** INPUT RECORDS follows **
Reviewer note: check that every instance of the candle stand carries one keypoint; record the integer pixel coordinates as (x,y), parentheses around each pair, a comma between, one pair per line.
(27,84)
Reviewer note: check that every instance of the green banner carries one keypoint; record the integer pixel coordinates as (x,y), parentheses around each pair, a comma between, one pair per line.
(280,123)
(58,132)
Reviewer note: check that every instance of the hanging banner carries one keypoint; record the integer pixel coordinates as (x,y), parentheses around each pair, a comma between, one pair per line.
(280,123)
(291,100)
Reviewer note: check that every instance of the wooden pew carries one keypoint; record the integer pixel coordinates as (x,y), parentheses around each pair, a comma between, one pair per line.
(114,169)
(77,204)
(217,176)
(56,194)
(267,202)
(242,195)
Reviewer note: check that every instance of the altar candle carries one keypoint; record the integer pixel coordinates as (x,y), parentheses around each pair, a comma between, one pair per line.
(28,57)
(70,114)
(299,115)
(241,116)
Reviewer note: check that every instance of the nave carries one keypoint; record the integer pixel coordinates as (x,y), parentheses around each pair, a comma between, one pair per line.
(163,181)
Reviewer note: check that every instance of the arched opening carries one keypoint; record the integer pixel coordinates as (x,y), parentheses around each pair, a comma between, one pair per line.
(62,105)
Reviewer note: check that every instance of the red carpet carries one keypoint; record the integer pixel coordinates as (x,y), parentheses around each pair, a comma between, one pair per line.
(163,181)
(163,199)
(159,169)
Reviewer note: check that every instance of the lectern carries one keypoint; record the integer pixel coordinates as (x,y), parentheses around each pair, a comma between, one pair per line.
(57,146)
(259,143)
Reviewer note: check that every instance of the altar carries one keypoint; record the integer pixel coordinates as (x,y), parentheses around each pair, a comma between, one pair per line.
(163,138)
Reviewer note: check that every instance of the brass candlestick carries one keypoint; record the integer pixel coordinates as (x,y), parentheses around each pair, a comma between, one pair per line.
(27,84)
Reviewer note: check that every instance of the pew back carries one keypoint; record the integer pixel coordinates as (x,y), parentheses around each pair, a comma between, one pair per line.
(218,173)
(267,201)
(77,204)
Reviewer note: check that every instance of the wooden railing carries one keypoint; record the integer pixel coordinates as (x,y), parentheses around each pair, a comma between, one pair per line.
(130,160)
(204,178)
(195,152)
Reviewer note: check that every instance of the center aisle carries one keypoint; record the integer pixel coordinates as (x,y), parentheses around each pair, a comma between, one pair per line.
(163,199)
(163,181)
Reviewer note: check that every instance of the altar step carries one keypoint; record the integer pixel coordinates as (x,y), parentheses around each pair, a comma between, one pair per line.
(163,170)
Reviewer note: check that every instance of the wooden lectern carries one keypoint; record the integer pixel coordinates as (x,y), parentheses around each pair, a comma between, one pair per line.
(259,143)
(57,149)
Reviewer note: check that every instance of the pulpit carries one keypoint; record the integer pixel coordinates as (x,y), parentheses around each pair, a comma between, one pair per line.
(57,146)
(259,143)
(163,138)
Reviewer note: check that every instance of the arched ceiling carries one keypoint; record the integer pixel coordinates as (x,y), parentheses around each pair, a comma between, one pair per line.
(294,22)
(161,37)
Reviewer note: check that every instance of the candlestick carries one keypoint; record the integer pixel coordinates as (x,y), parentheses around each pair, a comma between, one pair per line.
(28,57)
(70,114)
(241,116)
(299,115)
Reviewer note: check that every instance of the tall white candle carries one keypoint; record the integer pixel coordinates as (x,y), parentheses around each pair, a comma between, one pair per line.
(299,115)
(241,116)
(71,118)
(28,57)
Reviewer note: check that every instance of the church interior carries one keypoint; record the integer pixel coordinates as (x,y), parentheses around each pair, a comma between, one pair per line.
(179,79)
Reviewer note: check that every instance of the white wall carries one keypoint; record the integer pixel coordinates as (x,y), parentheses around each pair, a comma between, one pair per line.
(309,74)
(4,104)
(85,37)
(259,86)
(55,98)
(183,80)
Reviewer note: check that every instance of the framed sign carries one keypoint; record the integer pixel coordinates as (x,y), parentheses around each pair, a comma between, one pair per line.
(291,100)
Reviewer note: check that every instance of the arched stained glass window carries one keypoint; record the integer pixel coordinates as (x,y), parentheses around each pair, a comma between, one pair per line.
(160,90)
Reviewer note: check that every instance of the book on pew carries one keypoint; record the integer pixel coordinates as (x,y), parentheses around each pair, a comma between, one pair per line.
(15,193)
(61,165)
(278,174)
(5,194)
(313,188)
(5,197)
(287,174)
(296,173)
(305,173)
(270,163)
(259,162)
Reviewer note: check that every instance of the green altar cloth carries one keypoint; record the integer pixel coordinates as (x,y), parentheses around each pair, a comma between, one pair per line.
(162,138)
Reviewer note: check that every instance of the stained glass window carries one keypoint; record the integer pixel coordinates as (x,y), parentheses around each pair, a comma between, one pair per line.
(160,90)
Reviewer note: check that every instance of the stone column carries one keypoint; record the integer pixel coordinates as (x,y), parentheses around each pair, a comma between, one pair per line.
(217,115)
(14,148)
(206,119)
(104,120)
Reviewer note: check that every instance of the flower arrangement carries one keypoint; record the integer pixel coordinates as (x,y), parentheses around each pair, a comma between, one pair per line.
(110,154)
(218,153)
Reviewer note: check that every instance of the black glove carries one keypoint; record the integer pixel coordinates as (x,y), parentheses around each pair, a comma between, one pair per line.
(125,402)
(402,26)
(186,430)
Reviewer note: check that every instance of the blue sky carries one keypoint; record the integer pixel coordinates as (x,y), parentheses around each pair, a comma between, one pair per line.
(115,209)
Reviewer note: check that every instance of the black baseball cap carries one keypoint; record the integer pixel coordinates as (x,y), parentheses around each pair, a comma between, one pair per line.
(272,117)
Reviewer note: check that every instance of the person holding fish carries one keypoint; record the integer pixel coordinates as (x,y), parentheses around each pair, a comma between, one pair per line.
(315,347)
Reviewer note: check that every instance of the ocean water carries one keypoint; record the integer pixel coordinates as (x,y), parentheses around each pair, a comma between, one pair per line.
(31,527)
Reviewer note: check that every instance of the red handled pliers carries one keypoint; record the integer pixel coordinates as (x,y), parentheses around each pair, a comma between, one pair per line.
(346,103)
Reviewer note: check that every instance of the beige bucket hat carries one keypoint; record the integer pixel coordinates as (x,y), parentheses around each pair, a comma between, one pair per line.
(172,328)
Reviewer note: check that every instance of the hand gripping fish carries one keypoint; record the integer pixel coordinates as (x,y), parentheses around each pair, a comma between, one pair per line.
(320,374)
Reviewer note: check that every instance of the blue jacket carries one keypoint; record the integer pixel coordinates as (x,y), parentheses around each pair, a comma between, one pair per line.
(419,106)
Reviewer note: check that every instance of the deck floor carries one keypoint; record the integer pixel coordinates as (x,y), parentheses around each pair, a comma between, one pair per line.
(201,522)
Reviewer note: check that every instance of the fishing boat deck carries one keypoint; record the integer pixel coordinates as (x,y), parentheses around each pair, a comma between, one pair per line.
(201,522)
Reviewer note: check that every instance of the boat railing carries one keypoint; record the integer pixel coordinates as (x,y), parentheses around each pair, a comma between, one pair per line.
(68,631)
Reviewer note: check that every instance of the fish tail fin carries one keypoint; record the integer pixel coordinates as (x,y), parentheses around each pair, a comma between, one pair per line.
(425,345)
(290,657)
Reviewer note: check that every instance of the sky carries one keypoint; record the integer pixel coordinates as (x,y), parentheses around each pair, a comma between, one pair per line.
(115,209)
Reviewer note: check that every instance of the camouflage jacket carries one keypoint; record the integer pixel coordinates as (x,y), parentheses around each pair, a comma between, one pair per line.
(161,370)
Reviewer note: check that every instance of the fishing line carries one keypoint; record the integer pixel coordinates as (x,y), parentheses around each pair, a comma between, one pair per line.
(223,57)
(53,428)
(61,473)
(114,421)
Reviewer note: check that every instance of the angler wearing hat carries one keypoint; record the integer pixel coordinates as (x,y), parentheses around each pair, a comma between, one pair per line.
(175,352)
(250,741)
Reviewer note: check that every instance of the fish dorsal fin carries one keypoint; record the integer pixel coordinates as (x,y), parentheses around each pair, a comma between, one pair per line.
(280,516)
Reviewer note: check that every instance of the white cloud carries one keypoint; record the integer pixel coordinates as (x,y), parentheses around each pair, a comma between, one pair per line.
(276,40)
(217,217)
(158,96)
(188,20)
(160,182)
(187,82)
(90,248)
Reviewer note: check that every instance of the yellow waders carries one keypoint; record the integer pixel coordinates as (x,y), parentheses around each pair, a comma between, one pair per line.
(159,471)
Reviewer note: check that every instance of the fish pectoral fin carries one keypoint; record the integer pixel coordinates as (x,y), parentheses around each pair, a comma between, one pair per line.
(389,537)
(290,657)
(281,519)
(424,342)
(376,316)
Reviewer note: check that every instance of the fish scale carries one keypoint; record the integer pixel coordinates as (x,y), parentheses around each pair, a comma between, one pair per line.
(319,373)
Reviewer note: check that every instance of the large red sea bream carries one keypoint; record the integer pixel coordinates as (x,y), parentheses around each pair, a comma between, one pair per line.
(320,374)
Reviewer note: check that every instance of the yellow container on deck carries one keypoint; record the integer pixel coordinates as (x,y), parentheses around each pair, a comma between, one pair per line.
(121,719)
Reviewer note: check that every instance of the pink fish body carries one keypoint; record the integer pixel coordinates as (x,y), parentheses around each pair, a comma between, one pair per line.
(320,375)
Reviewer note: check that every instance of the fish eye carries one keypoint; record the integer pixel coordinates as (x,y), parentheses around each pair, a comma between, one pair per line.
** End of INPUT RECORDS **
• **YOUR TASK**
The answer must be the line containing "Reviewer note: check that every instance of the pink" and every line after it to the end of the data, each set down exactly.

• **SOLVED EXERCISE**
Reviewer note: check that every instance of the pink fish body carries one keypoint; record the integer pixel coordinates as (x,y), parentheses around each pair, a comma between, one pair per line.
(320,375)
Reviewer note: check that every instance of the fish eye carries one keypoint; record the integer pixel coordinates as (x,y), parentheses around each pair, a comma between, one pair per line.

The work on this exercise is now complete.